Let me begin by asserting that our soils are a tremendous source of enchantment.
My Dictionary of Geologic Terms (American Geologic Institute) defines soil as: earth material which has been so modified & acted upon by physical, chemical & biological agents that it will support rooted life. Curious that "rooted-life" is the true metric. And from the Soil Science Society of America: the unconsolidated mineral or organic material on the immediate surface of the earth that serves as a natural medium for the growth of land plants. Gee, why are we being so root-centric? R.J. Huggett's Geoecology comes with this suggestion: soil is rock that has encountered the ecosphere. Certainly more inclusive. But why not just this: Soil is where ever organisms live & die in or upon earth material. The tree-pit in the union of trunk & limb that helps to flourishes the orchid; the lichen on rock face or fence rail
& even lithotropes (stone-supping bacteria) 100 meters deep. In this sense dirt's key feature is indeed the support of the living (& the fertility of the dead), but not for the importance of plant life alone.
As for the notion of "ecosphere" & its cousin the "biosphere" take your pick. Either essentially means: the vivid presence of Life upon a planet ruled by a benevolent Sun. The former wishes to draw one's attention to the concrescence of biosphere, geosphere & heliosphere; whereas the latter emphasizes the touch-stone of Life as the necessary spark to ignite the animating blaze of the many "ecosystems" that illuminate this Earth.

Since there is evidence of a subterranean microbial biosphere beneath our feet (kilometers deep!), the celebrated diversity of our planet's surface must make room at the table for those communities in the Earth's crust--- and perhaps as forbidding a place as the Earth's "mantle" as well. Temperature & not
depth appears to be the primary limiting factor, and since there are areas of penetration among the large geologic layers--- archipelagos of crust sweeping out into plasticities of mantle, and in turn island chains of mantle bubbling up in the hot & solid core--- Life may have migrated near to the center of it all! What brave new worlds the disciples of island biogeography have before them!
With emphasis upon the ubiquity & immensity of microbial life, a revised taxonomy has been proffered. The "Kingdoms" of Plant, Animal & Fungi are now just three modest branchlets upon the bough of Eukarya, (taxonomists, like soil scientists are still pretty must "plant-centric"--- it really shouldn't be a "bush" but rather a complex of "land-forms" a geologist might study--- then would they be forced to account for the great endeavors of Death; all the shedding of Life that contributes to the selection of canonical DNA). The other two boughs, Bacteria & Archaea, emerging from a matrix of mysterious roots not even studied speculation has done much to identify---perhaps one day scientific inquiry will settle upon the truth that it is the earth itself. No one can say how useful such a scheme shall be in a hundred years, but I imagine that revisions will only continue to reduce the biological importance of multicellular organisms even as "microbes" rise in ascendancy.
With this rise will come a revolution in how we identify & define Life here on this third planet from the sun as well our "dead sibling" the moon and many more of the tribe in our heliosphere and those of a considerable, nay, infinite other.
With time will come a further parring--- but such a whittling as to reveal in the last fine grains the urancestor that began it all?

> **ENTRIES SHOWN**
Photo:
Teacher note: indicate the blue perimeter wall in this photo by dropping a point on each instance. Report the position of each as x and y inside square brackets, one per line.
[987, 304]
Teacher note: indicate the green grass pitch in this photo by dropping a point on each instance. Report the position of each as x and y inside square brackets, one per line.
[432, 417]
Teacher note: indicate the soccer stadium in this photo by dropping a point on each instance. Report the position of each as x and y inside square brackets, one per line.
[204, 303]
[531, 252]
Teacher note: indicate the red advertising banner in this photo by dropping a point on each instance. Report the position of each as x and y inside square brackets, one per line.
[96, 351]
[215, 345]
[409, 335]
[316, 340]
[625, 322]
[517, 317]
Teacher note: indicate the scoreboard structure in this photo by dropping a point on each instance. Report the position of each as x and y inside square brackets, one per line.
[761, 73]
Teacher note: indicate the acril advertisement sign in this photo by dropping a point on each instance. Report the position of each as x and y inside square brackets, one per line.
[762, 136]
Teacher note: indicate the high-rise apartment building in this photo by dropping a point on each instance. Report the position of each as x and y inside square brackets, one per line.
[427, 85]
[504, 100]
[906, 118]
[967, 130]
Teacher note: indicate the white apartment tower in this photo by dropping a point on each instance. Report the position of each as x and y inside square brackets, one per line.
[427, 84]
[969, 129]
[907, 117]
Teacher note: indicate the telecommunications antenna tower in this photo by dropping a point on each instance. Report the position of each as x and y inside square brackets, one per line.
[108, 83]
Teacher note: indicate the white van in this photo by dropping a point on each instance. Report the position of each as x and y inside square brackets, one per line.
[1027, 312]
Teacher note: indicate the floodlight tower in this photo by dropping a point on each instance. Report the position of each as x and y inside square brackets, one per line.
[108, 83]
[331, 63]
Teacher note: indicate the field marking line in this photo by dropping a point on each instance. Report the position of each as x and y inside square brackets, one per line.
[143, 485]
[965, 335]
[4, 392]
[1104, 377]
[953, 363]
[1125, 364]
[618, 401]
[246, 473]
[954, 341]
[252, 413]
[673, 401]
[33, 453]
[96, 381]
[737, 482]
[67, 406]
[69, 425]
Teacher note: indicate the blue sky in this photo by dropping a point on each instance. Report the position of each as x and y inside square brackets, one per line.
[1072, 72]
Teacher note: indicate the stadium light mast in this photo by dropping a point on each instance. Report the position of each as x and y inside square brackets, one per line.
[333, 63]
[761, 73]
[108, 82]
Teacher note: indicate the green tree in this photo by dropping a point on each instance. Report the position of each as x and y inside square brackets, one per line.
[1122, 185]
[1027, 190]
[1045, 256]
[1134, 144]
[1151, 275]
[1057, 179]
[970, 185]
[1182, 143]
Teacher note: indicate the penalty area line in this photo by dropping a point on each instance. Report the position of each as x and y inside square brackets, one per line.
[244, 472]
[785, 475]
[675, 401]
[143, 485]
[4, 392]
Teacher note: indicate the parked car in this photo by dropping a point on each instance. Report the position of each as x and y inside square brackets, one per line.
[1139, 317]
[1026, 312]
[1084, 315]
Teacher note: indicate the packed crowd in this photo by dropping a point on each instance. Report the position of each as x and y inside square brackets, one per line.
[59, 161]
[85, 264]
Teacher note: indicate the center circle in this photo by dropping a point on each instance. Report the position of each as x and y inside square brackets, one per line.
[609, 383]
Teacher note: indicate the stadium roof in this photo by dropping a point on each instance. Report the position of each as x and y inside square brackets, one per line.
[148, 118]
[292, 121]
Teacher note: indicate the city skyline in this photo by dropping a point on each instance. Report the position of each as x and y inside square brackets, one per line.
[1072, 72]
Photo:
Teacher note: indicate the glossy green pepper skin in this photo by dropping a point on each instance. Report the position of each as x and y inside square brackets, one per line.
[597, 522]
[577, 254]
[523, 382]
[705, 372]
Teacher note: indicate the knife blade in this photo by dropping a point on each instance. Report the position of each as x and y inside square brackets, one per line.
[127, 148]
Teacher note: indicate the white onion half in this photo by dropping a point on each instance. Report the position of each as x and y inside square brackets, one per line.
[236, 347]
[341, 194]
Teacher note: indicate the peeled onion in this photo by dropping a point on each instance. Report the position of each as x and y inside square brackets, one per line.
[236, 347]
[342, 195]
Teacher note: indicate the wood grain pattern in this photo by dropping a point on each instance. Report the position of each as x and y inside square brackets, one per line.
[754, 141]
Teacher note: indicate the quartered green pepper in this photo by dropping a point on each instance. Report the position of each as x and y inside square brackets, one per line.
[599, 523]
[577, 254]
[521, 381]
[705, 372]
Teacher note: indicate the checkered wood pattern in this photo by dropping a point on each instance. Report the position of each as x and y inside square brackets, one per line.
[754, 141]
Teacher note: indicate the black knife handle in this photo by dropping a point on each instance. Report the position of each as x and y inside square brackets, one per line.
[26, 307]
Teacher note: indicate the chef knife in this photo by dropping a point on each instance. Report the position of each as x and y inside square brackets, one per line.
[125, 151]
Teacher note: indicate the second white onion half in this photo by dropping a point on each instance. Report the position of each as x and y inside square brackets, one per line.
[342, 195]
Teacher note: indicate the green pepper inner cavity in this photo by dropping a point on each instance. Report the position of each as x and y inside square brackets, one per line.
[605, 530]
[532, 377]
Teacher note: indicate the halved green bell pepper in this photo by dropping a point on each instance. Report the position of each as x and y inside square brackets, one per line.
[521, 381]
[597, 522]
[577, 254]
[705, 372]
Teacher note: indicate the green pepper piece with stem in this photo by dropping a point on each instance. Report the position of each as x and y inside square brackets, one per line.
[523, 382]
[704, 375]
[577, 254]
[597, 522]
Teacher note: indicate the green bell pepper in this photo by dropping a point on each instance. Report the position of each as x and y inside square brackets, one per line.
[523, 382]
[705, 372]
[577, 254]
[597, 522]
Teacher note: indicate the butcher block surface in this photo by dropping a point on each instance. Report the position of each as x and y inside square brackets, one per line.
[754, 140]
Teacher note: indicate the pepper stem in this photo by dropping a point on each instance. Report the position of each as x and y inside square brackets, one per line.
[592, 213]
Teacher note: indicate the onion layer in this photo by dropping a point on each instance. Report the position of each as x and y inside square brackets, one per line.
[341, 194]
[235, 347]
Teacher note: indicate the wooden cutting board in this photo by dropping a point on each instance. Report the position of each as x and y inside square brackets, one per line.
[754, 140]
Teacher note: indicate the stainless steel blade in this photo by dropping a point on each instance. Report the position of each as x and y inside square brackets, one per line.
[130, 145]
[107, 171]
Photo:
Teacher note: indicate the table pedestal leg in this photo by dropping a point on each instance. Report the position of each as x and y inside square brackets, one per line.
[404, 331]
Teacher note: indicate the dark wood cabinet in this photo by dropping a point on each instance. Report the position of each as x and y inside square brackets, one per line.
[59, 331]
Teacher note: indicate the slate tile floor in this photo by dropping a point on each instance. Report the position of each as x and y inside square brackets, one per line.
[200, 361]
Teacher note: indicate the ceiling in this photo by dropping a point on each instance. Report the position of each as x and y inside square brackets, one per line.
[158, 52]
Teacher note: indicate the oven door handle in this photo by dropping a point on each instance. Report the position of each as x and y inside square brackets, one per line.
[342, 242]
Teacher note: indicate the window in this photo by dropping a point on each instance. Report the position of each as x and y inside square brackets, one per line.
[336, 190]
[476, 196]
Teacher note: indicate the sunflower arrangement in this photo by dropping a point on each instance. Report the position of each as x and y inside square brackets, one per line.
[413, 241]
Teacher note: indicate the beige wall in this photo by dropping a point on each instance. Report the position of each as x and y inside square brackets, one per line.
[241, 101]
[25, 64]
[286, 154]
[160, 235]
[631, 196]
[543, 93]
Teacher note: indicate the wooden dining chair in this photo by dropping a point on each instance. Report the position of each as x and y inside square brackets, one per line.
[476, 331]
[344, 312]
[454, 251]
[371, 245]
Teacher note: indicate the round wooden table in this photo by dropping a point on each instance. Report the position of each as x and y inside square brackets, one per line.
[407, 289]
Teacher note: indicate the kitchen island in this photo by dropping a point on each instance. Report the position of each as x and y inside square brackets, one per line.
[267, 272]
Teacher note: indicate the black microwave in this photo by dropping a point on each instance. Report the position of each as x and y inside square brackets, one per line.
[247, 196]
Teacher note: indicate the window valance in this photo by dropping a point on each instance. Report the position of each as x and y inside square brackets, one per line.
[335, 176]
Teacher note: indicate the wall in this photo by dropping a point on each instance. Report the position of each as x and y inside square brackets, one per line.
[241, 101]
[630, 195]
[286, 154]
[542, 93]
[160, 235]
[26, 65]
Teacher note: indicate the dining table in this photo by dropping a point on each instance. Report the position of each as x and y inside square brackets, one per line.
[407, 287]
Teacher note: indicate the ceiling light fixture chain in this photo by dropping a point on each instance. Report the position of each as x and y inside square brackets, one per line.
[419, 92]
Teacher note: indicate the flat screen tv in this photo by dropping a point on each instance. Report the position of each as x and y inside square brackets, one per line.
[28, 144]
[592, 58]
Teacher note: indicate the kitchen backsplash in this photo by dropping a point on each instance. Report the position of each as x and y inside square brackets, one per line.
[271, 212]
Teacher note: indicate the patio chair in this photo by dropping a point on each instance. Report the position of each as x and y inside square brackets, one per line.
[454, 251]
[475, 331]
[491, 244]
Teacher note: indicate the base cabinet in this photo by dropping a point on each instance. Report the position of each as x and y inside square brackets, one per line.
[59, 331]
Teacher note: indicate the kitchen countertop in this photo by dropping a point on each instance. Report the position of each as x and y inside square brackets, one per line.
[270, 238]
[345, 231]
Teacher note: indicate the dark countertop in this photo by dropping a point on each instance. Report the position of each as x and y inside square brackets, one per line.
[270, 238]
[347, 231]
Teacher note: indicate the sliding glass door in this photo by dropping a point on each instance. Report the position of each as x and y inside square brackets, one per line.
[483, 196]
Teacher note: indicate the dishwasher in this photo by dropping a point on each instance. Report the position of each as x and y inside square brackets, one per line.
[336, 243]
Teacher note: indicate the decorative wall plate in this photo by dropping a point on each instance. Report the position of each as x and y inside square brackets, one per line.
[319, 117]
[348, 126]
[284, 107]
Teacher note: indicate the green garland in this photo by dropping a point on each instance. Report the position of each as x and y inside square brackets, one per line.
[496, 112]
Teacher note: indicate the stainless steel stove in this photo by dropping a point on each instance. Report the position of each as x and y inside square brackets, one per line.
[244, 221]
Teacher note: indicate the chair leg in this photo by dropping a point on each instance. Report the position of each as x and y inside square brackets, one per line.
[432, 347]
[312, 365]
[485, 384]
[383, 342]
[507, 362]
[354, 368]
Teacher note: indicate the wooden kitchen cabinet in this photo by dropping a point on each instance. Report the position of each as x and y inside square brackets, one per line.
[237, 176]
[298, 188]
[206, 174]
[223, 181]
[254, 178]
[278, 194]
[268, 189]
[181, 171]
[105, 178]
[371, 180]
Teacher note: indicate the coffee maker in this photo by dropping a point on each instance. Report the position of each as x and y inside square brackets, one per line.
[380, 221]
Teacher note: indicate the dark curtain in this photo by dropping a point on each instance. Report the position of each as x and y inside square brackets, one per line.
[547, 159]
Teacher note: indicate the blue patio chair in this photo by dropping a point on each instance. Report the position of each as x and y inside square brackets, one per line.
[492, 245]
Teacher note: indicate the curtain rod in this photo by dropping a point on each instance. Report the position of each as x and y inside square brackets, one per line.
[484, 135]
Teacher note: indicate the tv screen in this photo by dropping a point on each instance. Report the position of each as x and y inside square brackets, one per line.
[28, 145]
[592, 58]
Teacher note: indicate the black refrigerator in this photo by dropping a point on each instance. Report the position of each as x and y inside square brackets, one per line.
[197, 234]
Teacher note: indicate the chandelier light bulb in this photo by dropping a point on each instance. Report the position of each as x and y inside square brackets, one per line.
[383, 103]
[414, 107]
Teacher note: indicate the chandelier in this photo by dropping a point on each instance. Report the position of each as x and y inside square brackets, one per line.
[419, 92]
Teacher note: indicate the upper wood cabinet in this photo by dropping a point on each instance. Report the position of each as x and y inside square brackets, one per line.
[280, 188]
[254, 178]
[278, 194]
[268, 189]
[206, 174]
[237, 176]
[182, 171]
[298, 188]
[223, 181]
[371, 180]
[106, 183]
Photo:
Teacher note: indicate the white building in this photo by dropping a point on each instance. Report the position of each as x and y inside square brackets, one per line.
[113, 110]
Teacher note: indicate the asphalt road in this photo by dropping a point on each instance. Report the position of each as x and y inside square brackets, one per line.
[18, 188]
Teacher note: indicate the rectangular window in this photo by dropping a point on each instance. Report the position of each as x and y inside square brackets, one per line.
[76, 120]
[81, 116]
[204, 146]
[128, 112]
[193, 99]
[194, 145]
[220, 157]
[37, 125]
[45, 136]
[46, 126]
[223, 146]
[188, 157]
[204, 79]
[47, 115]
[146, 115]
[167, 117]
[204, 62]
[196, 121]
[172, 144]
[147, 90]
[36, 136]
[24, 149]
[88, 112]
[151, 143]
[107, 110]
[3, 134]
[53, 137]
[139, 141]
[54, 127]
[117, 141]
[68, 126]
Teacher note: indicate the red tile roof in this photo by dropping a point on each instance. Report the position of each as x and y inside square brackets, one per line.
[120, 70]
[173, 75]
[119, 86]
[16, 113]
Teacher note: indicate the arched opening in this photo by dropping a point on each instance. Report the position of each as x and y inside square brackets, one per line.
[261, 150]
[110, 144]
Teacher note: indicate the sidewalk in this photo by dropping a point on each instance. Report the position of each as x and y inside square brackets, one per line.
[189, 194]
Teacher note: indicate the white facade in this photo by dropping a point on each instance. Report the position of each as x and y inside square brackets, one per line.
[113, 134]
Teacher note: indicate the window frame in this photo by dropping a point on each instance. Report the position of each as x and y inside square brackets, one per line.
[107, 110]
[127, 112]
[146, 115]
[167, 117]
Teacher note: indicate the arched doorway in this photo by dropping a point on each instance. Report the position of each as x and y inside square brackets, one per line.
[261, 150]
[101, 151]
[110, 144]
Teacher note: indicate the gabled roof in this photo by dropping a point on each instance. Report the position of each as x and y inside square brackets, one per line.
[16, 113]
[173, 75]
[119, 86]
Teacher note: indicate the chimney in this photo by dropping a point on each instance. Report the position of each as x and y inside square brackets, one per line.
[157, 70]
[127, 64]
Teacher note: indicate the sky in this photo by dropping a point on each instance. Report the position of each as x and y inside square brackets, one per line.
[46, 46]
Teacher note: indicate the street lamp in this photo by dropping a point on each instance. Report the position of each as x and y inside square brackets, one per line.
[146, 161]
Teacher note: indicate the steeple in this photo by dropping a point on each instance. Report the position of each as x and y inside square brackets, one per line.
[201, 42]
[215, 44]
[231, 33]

> **REQUIRED ACTIONS**
(a) List every source the soil essay cites for a definition of soil.
(b) Summarize the soil essay in two sentences.
(c) Translate this sentence from the soil essay into Spanish: "Let me begin by asserting that our soils are a tremendous source of enchantment."

> **RESULTS BY TASK**
(a)
- Dictionary of Geologic Terms (American Geologic Institute)
- Soil Science Society of America
- R.J. Huggett's Geoecology

(b) The soil essay weighs several published definitions of soil and proposes a broader one: soil is wherever organisms live and die in or upon earth material, not only where land plants grow. It cites evidence of a microbial biosphere kilometers deep in the Earth's crust and describes a revised taxonomy with the boughs Eukarya, Bacteria and Archaea, expecting future revisions to further reduce the biological importance of multicellular organisms as microbes rise.

(c) Permítanme comenzar afirmando que nuestros suelos son una tremenda fuente de encanto.